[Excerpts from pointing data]
----------
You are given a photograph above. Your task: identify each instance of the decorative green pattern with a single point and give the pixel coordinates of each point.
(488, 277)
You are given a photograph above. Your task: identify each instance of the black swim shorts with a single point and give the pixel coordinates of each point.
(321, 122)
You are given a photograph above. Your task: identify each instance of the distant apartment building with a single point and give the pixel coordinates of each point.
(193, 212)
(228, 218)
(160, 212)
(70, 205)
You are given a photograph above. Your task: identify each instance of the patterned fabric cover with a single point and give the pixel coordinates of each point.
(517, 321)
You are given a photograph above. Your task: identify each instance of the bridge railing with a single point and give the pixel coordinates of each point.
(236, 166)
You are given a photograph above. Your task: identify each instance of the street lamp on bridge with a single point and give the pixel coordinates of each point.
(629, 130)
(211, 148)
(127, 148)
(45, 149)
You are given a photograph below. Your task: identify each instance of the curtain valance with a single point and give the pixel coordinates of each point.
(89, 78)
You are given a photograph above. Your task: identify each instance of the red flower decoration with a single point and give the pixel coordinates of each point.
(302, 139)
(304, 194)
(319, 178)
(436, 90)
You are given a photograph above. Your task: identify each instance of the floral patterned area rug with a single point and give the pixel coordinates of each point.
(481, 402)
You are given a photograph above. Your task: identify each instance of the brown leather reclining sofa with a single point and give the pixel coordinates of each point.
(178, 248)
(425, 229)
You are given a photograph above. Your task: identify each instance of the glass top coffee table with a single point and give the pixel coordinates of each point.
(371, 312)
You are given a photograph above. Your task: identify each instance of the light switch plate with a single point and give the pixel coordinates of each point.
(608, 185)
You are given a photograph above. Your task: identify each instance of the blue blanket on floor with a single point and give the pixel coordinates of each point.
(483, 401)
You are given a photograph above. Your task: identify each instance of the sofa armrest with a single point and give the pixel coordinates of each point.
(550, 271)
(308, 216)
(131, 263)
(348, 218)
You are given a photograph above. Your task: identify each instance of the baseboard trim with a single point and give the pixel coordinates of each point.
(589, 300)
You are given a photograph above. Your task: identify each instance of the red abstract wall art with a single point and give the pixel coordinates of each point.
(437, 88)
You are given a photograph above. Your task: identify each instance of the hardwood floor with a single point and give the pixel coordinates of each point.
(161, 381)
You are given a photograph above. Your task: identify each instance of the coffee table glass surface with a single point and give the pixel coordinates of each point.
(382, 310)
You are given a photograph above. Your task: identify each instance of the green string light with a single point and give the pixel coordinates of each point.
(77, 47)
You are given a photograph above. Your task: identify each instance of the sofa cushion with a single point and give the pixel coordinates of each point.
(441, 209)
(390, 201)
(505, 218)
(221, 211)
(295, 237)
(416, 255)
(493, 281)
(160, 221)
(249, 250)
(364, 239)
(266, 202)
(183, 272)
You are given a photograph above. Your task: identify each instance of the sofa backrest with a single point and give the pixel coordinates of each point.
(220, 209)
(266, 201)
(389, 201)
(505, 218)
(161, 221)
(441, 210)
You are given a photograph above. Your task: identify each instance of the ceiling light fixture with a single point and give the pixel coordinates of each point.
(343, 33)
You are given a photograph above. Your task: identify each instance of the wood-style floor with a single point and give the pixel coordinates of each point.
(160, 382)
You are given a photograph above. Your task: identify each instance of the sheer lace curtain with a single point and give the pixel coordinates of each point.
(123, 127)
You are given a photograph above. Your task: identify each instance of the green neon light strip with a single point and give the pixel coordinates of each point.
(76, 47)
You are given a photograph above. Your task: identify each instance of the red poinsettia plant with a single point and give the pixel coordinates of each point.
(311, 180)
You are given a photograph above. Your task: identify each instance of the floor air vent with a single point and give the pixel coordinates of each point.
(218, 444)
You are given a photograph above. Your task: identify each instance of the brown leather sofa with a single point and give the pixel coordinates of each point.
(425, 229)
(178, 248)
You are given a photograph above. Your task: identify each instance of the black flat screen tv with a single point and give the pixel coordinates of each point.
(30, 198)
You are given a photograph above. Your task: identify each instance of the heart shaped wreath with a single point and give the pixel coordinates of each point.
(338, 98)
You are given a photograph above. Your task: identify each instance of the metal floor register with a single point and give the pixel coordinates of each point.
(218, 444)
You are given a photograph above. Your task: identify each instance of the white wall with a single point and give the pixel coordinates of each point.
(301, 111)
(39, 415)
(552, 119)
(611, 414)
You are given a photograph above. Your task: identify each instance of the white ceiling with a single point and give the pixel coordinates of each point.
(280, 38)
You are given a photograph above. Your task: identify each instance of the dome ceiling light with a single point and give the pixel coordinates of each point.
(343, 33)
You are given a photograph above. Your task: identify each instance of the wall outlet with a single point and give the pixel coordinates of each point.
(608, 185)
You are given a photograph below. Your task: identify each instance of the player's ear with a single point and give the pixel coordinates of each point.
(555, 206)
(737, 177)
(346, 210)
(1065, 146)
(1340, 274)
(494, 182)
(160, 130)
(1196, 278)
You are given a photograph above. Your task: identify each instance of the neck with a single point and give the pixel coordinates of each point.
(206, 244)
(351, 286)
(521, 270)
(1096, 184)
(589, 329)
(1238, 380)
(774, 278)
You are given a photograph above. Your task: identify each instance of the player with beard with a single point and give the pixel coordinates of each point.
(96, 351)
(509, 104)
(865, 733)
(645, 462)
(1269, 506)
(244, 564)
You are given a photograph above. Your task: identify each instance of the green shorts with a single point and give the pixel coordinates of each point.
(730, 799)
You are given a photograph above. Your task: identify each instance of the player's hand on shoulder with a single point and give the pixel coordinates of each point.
----------
◆ The task ◆
Turn the records above into a Markdown table with two columns, Row and Line. Give each line its own numbered row and leave out blank lines.

◆ Final result ◆
| Row | Line |
|---|---|
| 1 | You are given a photograph above. Your task: identify each instance of the decorative green pattern with a single point and give the pixel coordinates of each point. |
| 2 | (488, 277) |
| 3 | You are given a photograph above. Your task: identify each instance of the black swim shorts with a single point and give the pixel coordinates of each point. |
| 4 | (321, 122) |
| 5 | You are given a photograph above. Your task: identify each instance of the distant apartment building with a single point and give the pixel coordinates of each point. |
| 6 | (193, 212) |
| 7 | (228, 218) |
| 8 | (160, 212) |
| 9 | (70, 205) |
| 10 | You are given a photograph above. Your task: identify each instance of the patterned fabric cover with a single point and give the pixel coordinates of each point. |
| 11 | (517, 321) |
| 12 | You are given a photograph above. Your task: identify each instance of the bridge railing with a single point and give the pixel coordinates of each point. |
| 13 | (236, 166) |
| 14 | You are given a photograph above. Your task: identify each instance of the street lamp on bridge with a single point and give the pixel coordinates of each point. |
| 15 | (629, 130) |
| 16 | (211, 148) |
| 17 | (127, 148) |
| 18 | (45, 149) |
| 19 | You are given a photograph below. Your task: identify each instance of the curtain valance with a single point and give the pixel coordinates of each point. |
| 20 | (89, 78) |
| 21 | You are given a photograph above. Your task: identify each instance of the red flower decoration with a single point and give the pixel coordinates of each point. |
| 22 | (302, 139) |
| 23 | (304, 194) |
| 24 | (319, 178) |
| 25 | (436, 90) |
| 26 | You are given a photograph above. Your task: identify each instance of the floral patterned area rug with a single point and give the pixel coordinates of each point. |
| 27 | (481, 402) |
| 28 | You are given a photograph above. Your task: identify each instance of the brown leather reclining sofa with a single point and give the pixel coordinates of each point. |
| 29 | (178, 248) |
| 30 | (425, 229) |
| 31 | You are given a photograph above. Your task: identify each instance of the glass top coffee table with a single point and give the pixel coordinates of each point. |
| 32 | (371, 312) |
| 33 | You are given a photograph above. Your task: identify each instance of the light switch plate with a single point and give the pixel coordinates of each point. |
| 34 | (608, 185) |
| 35 | You are given a photograph above. Your task: identify each instance of the blue blanket on floor with a single point and give the pixel coordinates of each point. |
| 36 | (483, 401) |
| 37 | You are given a photograph above. Your task: identify each instance of the sofa armrest with a single point and give the pixel coordinates of each point. |
| 38 | (550, 271) |
| 39 | (308, 216) |
| 40 | (131, 263) |
| 41 | (348, 218) |
| 42 | You are given a photograph above. Your task: identify each instance of the baseboard trim with a single point and give the pixel coordinates of each point. |
| 43 | (589, 300) |
| 44 | You are given a photograph above. Your task: identify each instance of the red abstract wall art with a single point and give the pixel coordinates of each point. |
| 45 | (437, 88) |
| 46 | You are given a photograph above. Your task: identify each instance of the hardwood floor with a single point and give the pixel coordinates of each point. |
| 47 | (161, 381) |
| 48 | You are given a photograph above. Your task: identify each instance of the coffee table glass surface with a single point and give the pixel coordinates of each point. |
| 49 | (382, 310) |
| 50 | You are given a photograph above. Your task: identify each instance of the green string light with a single point and give the pixel coordinates of each point. |
| 51 | (77, 47) |
| 52 | You are given a photograph above. Your task: identify each instance of the sofa cushion with a single point and give the pixel coordinates of each point. |
| 53 | (441, 209) |
| 54 | (390, 201) |
| 55 | (505, 218) |
| 56 | (221, 211) |
| 57 | (295, 237) |
| 58 | (416, 255) |
| 59 | (493, 281) |
| 60 | (160, 221) |
| 61 | (249, 250) |
| 62 | (364, 239) |
| 63 | (266, 202) |
| 64 | (183, 272) |
| 65 | You are given a photograph above. Your task: identify each instance of the sofa backrest with a single point and give the pixel coordinates of each point. |
| 66 | (220, 209) |
| 67 | (266, 201) |
| 68 | (389, 201) |
| 69 | (505, 218) |
| 70 | (161, 221) |
| 71 | (441, 210) |
| 72 | You are given a photograph above. Your task: identify each instance of the ceiling light fixture with a single point and give the pixel coordinates of each point. |
| 73 | (343, 33) |
| 74 | You are given a photograph above. Your task: identify each instance of the wood-style floor with a single point and give the pixel coordinates of each point. |
| 75 | (160, 382) |
| 76 | You are given a photograph above. Your task: identify each instance of the sheer lace curtain with a single point and give the pixel coordinates of each point. |
| 77 | (123, 127) |
| 78 | You are given a photograph above. Your task: identify each instance of the green neon light strip with a single point and give the pixel coordinates of each point. |
| 79 | (76, 47) |
| 80 | You are given a photograph above. Your task: identify each instance of the red poinsettia plant with a single point and give the pixel coordinates of each point. |
| 81 | (311, 180) |
| 82 | You are given a photograph above. Your task: identify each instance of the floor air vent with a single point and give the pixel coordinates of each point. |
| 83 | (218, 444) |
| 84 | You are given a photograph above. Your task: identify each instance of the brown leather sofa with a single point and give the pixel coordinates of each point. |
| 85 | (425, 229) |
| 86 | (178, 248) |
| 87 | You are given a photograph above. Your task: identify each instance of the black flat screen tv with a single point and give the pixel coordinates of each point. |
| 88 | (30, 198) |
| 89 | You are given a photograph above. Your task: identify each instance of the heart shaped wreath with a single point and give the pixel coordinates of each point. |
| 90 | (338, 98) |
| 91 | You are given a photograph above. Your task: identify each instance of the metal floor register with a single point and give the pixel coordinates of each point. |
| 92 | (218, 444) |
| 93 | You are given a photograph above. Your task: identify each instance of the white wall with a single point and give the pixel coordinates of each point. |
| 94 | (301, 111) |
| 95 | (39, 415) |
| 96 | (552, 119) |
| 97 | (611, 414) |
| 98 | You are given a photograph above. Your task: identify each instance of the white ceiling with a single point and give the pixel coordinates of each point. |
| 99 | (280, 38) |
| 100 | You are given a photograph above. Your task: identify each instance of the dome ceiling light with a single point and give the pixel coordinates of each point. |
| 101 | (343, 33) |
| 102 | You are given a photograph above. Your task: identify each instance of the wall outlet with a single point and give the pixel coordinates of each point. |
| 103 | (608, 185) |
| 104 | You are given a photograph below. Your task: identify each instance of the player's ear with a single point and give the pixel coordinates of each point. |
| 105 | (555, 206) |
| 106 | (737, 177) |
| 107 | (346, 210) |
| 108 | (1065, 146) |
| 109 | (1340, 274) |
| 110 | (494, 182) |
| 111 | (160, 130) |
| 112 | (1196, 278) |
| 113 | You are given a photograph above. Your task: identify each instance of the neck with a single point and give the pixel coordinates of each point. |
| 114 | (206, 244) |
| 115 | (351, 286) |
| 116 | (521, 270) |
| 117 | (1096, 184) |
| 118 | (589, 329) |
| 119 | (1238, 380) |
| 120 | (774, 278) |
| 121 | You are given a photograph above. Your task: identify each instance of the player with beard with a single point and give the pixel coordinates of each point. |
| 122 | (96, 351) |
| 123 | (509, 104) |
| 124 | (865, 733) |
| 125 | (645, 462) |
| 126 | (1269, 506) |
| 127 | (244, 564) |
| 128 | You are given a photograph above. Your task: identify each instance of the green shorts with a single point and give the pixel coordinates of each point. |
| 129 | (730, 799) |
| 130 | You are given a photograph above. Your task: identify each instance of the player's hand on shoulder with a single point and give the pixel coordinates of each point. |